-- LISTING start --
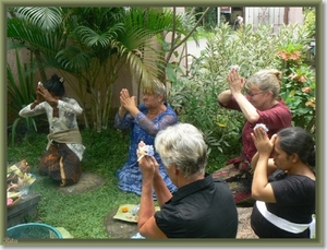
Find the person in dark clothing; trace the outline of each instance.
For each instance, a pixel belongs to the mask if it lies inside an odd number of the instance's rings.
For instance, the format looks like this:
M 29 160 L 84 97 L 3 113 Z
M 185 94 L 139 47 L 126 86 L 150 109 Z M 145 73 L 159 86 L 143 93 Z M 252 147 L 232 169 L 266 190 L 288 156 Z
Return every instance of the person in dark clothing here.
M 254 233 L 259 238 L 313 237 L 316 175 L 312 136 L 302 128 L 290 127 L 270 140 L 258 128 L 252 138 L 257 148 L 252 159 Z M 269 158 L 271 153 L 274 158 Z M 279 175 L 275 175 L 276 169 Z M 269 176 L 271 171 L 274 175 Z
M 138 144 L 145 146 L 144 142 Z M 165 169 L 178 191 L 171 194 L 153 156 L 137 151 L 143 174 L 138 230 L 145 238 L 235 238 L 238 210 L 223 180 L 205 172 L 207 145 L 192 124 L 178 123 L 155 139 Z M 155 212 L 155 189 L 160 211 Z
-- LISTING end --
● **WHAT IS EXPECTED**
Write out every line of the records above as a numbered list, skipping any blank lines and leaving out the pictures.

● **WRITTEN REPLY**
1. Find the person in dark clothing; trace the outline of each instance.
2. For each instance, a pixel belongs to the mask if it lies inside an odd number of the instance's rings.
3. For instance, the format looks like this:
4. M 29 160 L 84 97 L 3 113 Z
5. M 185 94 L 139 47 L 126 86 L 150 109 Z M 145 73 L 159 86 L 143 93 Z M 252 147 L 232 169 L 266 190 L 288 156 Z
6. Return every instance of the person in dark clothing here.
7. M 254 233 L 259 238 L 313 237 L 316 175 L 312 136 L 302 128 L 290 127 L 270 140 L 258 128 L 252 138 L 257 148 L 252 159 Z M 269 158 L 271 153 L 274 158 Z M 279 175 L 275 175 L 276 169 Z M 269 176 L 271 171 L 274 175 Z
8. M 138 144 L 145 146 L 144 142 Z M 165 169 L 178 191 L 171 194 L 153 156 L 137 151 L 143 174 L 138 230 L 145 238 L 235 238 L 238 210 L 223 180 L 205 172 L 207 145 L 192 124 L 178 123 L 155 139 Z M 155 212 L 155 189 L 160 211 Z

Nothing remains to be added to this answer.